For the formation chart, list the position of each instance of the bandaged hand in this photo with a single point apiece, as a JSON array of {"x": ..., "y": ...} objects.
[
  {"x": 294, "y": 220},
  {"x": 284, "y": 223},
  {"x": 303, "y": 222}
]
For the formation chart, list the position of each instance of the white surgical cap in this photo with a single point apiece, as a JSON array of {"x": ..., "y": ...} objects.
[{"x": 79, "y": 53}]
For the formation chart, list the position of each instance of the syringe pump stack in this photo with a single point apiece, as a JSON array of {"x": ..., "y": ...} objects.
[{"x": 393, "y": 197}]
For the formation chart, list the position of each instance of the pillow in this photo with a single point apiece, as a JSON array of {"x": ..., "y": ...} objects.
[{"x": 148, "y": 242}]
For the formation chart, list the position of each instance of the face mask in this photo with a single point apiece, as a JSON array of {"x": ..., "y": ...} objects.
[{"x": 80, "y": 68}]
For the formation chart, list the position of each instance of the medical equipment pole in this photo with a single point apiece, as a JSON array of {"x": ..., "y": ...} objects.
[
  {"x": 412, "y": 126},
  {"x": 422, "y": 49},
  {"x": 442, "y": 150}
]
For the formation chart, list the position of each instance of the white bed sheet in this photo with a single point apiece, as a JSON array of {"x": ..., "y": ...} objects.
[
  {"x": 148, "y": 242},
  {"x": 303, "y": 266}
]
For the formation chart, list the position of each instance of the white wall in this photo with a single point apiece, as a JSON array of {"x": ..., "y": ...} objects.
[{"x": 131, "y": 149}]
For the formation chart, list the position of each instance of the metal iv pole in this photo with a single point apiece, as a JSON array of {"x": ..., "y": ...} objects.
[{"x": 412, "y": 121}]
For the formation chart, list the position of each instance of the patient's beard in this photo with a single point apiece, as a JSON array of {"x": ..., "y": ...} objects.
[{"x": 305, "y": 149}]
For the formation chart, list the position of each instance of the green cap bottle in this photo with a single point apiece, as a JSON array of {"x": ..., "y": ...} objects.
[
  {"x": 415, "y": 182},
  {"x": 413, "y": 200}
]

::::::::

What needs to be done => Each line of the listing above should be output exactly.

Solution to this task =>
For the formation chart, list the position of each instance of the bandaged hand in this photo with a single point apiece, as a JSON array of {"x": ..., "y": ...} objects.
[
  {"x": 294, "y": 220},
  {"x": 284, "y": 223},
  {"x": 303, "y": 222}
]
For the formation chart, list the position of each instance of the white surgical cap in this photo with a single point apiece, as a JSON array of {"x": ..., "y": ...} objects.
[{"x": 79, "y": 53}]
For the formation chart, list the position of each instance of the syringe pump stack in this photo with a single point apiece, as a JSON array of {"x": ..., "y": ...} objects.
[{"x": 393, "y": 197}]
For the formation chart, list the position of each instance of the pillow in this photo with a single point apiece, as a JSON array of {"x": ..., "y": ...} objects.
[{"x": 148, "y": 242}]
For the formation chart, list the position of each instance of the face mask in this photo with a single point apiece, as a JSON array of {"x": ..., "y": ...} objects.
[{"x": 80, "y": 68}]
For the formation chart, list the position of each instance of the medical equipment pole in this photo with a single point apiece, as a JSON array of {"x": ..., "y": ...} objects.
[
  {"x": 412, "y": 126},
  {"x": 422, "y": 49},
  {"x": 442, "y": 150}
]
For the formation chart, list the position of each instance of the white bed sheet in this photo with a single point apiece, as a JSON array of {"x": ..., "y": ...} objects.
[
  {"x": 148, "y": 242},
  {"x": 303, "y": 266}
]
For the formation chart, list the position of each instance of the white wall in this photo with a single point apiece, as a JSON array of {"x": ..., "y": ...} objects.
[{"x": 131, "y": 149}]
For the formation chart, list the position of each instance of the metal iv pole in this photo with a single point apiece, as a JSON array of {"x": ..., "y": ...} objects.
[{"x": 412, "y": 121}]
For the formation chart, list the position of each instance of the patient's beard in this photo with a single point apiece, as a JSON array of {"x": ..., "y": ...} objects.
[{"x": 305, "y": 149}]
For the formation chart, list the position of each instance of the green cap bottle in this photo with a single point apiece, as a JSON array of {"x": ..., "y": ...} objects.
[
  {"x": 415, "y": 182},
  {"x": 413, "y": 200}
]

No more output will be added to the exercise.